Wybrany fragment:

____

Jak na ironię, właśnie wtedy piłkarska Polska wygrywała złoto na igrzyskach
olimpijskich i brązowy medal na mistrzostwach świata. Doszło do tego, że rozpieszczeni
sukcesami kibice przegrany finał następnych igrzysk w siedemdziesiątym szóstym i srebrny
medal za drugie miejsce uznali za klęskę. Trener Kazimierz Górski, okrzyknięty wcześniej
cudotwórcą i bohaterem narodowym, musiał za karę pożegnać się z drużyną. Dwa lata
później piąte miejsce na mistrzostwach świata odebrano już jako katastrofę. W kraju
ogłoszono niemal żałobę narodową, a całą winę za rozczarowania zrzucono na kolejnego
trenera, Jacka Gmocha, który przed turniejem, zgodnie z panującą w tamtych czasach modą,
obiecywał złoto. Śmiertelnie poważnie liczono na to, że zostaniemy mistrzami świata.
Pierwszy i ostatni raz.
A potem nadeszły lata chude, czas zapaści. Świat poszedł naprzód, piłka okazała się
maszynką do zarabiania pieniędzy, wartą inwestycji. W Polsce zmieniło się tyle, że
niektórym z najwybitniejszych piłkarzy, jak Deynie czy Gadosze, zezwolono na grę za
granicą. Ale w drodze wyjątku i dopiero, gdy skończyli trzydzieści lat. Trzydzieste
urodziny, jak osiemnaste, otwierały wrota do dorosłości, uznano je za wiek odpowiedni
dla wyjazdu na Zachód i występów na obcych boiskach.

____

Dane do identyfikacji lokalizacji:
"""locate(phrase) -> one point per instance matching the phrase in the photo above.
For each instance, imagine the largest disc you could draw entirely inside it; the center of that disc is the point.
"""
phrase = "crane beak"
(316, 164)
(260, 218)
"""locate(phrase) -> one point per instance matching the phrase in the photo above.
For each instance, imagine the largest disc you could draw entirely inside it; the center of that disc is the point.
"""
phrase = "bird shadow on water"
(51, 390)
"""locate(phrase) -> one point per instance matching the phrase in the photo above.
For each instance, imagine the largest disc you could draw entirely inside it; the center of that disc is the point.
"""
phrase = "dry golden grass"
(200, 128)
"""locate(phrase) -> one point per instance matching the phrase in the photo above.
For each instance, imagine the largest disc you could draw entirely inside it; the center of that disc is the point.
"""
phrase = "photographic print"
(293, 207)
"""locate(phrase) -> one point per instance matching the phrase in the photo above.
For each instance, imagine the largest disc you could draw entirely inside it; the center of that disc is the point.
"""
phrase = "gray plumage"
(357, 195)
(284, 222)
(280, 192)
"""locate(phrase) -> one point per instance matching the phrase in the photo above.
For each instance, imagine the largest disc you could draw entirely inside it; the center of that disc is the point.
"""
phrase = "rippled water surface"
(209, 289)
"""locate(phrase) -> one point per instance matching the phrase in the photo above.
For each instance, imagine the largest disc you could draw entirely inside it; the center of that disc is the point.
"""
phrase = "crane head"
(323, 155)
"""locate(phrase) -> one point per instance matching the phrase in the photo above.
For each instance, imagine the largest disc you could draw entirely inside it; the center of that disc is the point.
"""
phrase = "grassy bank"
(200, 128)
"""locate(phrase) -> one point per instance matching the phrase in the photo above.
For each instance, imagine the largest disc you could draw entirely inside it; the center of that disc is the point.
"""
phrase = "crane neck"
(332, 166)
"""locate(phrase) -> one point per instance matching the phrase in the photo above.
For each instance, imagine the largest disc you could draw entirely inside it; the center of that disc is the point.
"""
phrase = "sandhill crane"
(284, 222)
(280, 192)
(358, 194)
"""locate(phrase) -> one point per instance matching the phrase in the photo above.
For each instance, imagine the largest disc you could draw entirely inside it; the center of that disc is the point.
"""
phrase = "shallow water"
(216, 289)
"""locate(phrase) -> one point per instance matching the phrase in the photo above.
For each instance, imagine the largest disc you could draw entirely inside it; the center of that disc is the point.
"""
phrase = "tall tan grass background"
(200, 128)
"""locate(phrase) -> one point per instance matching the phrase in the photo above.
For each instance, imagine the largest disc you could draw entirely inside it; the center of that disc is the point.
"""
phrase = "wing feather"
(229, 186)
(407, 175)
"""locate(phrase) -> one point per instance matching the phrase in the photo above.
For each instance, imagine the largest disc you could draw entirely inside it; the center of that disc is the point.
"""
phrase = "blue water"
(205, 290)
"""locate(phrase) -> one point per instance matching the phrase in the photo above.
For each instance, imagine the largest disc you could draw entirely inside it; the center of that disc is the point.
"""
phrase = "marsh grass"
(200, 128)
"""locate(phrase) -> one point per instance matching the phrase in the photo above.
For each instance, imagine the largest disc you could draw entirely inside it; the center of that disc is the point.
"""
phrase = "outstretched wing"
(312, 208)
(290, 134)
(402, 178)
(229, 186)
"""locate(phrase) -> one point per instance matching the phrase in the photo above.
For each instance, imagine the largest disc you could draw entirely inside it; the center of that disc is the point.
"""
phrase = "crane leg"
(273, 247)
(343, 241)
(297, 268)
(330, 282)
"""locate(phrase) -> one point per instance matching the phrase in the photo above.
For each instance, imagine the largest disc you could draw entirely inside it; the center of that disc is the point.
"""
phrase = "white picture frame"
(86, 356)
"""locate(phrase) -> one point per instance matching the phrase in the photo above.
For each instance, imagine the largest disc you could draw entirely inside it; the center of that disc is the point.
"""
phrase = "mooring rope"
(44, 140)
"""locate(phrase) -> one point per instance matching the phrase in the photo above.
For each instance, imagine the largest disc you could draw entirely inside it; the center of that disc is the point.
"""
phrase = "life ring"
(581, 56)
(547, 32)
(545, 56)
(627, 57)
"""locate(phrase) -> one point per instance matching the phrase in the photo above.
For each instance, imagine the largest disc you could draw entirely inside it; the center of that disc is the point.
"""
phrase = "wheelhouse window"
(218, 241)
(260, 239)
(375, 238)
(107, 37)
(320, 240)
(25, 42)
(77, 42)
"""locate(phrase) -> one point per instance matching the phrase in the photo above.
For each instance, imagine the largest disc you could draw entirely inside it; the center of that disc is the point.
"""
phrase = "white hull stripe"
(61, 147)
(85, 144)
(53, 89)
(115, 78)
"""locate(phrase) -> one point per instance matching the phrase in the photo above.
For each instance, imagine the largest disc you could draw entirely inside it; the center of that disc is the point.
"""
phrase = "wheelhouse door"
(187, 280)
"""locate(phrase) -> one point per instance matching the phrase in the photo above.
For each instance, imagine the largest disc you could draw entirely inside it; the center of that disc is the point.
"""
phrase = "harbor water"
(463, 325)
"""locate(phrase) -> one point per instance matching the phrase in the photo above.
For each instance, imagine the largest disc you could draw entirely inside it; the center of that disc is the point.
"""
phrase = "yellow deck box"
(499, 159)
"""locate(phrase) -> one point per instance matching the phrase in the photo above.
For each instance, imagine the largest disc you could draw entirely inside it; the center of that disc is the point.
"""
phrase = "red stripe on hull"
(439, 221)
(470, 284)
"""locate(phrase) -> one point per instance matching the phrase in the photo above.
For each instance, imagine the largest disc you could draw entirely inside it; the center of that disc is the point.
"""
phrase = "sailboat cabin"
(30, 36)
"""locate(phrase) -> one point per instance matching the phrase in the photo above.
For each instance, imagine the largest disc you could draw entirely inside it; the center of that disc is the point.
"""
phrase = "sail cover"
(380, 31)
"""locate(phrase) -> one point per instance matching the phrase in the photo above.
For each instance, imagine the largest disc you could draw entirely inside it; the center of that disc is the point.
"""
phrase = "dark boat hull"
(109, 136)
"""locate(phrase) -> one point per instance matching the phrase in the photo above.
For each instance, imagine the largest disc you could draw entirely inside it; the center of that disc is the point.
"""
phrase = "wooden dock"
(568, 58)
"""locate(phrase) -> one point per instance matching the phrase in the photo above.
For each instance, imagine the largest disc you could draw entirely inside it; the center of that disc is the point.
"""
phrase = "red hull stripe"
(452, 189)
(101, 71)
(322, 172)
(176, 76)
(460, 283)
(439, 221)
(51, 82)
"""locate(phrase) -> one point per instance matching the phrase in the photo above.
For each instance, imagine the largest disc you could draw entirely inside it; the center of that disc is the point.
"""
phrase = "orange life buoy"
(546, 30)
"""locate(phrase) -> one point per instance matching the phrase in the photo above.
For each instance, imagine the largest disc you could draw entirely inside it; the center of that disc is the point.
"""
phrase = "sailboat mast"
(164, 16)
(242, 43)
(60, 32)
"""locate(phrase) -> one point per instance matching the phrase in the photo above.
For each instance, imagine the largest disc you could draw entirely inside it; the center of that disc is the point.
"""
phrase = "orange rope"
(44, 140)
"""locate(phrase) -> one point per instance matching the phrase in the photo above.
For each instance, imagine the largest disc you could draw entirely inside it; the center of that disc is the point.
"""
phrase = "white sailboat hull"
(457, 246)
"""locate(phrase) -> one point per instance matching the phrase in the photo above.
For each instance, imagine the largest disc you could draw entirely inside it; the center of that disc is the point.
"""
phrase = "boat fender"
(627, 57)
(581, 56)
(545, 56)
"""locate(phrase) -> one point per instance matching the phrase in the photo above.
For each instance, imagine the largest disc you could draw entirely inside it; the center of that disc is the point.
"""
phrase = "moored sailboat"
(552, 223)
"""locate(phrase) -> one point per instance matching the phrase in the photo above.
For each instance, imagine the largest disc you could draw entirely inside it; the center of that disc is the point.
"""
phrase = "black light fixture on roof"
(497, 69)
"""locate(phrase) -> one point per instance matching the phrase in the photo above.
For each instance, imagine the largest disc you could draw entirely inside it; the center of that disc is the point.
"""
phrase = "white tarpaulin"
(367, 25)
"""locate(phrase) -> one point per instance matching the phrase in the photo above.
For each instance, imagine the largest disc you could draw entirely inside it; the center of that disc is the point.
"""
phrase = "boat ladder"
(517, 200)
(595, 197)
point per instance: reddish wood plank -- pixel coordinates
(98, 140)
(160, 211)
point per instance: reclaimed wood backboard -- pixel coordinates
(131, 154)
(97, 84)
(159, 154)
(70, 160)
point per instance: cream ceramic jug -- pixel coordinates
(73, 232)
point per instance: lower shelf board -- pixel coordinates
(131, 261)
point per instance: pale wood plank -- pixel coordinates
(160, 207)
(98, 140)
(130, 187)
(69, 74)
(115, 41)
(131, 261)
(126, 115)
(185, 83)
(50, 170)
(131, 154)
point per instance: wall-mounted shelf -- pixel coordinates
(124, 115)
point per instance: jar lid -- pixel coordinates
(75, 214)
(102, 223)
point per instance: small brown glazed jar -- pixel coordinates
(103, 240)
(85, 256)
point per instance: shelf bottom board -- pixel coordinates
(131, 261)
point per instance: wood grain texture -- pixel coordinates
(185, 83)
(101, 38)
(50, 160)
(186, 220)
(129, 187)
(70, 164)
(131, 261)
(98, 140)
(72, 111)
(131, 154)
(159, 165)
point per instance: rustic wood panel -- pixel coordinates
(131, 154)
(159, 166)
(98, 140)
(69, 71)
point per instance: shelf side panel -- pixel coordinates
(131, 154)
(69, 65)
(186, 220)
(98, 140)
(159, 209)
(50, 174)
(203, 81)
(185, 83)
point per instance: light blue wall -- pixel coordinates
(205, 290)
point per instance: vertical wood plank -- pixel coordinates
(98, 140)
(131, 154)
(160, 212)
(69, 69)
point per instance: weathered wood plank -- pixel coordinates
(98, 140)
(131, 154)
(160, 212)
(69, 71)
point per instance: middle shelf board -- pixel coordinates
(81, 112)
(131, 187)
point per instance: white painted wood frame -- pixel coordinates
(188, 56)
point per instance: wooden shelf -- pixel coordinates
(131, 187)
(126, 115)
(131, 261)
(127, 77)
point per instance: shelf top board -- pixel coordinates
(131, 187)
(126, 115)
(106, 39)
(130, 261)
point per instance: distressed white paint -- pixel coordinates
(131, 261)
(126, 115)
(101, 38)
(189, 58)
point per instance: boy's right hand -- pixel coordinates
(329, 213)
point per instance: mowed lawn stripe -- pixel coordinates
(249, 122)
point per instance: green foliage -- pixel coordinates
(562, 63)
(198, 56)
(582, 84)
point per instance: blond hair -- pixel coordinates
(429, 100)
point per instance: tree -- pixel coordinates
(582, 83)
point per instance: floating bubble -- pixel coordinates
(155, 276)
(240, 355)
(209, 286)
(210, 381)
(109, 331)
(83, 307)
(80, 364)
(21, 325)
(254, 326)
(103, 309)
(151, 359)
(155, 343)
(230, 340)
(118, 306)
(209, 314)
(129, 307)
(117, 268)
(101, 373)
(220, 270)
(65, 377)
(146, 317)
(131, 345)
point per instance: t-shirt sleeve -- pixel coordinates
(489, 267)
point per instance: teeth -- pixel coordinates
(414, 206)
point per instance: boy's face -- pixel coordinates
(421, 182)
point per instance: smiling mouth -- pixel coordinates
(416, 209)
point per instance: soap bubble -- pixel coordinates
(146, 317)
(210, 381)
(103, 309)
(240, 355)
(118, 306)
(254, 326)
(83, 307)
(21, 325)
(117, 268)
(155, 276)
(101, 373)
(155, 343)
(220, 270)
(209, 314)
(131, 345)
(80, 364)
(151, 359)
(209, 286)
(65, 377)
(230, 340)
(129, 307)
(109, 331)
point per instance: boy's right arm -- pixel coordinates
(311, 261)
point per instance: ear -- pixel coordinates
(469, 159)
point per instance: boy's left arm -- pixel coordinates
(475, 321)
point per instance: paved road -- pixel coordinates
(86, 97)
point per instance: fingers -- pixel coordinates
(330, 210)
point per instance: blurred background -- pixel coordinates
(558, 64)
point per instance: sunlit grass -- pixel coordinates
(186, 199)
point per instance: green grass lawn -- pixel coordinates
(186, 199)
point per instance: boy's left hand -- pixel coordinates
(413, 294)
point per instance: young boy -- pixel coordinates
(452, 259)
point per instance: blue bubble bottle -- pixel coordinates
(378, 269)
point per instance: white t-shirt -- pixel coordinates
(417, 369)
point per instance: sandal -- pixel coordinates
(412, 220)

____

Według fragmentu, po ukończeniu ilu lat najwybitniejsi piłkarze mogli dostać zgodę na grę za granicą? Opieraj się wyłącznie na wybranym fragmencie.

Odpowiedź do zadania:
Po ukończeniu trzydziestu lat.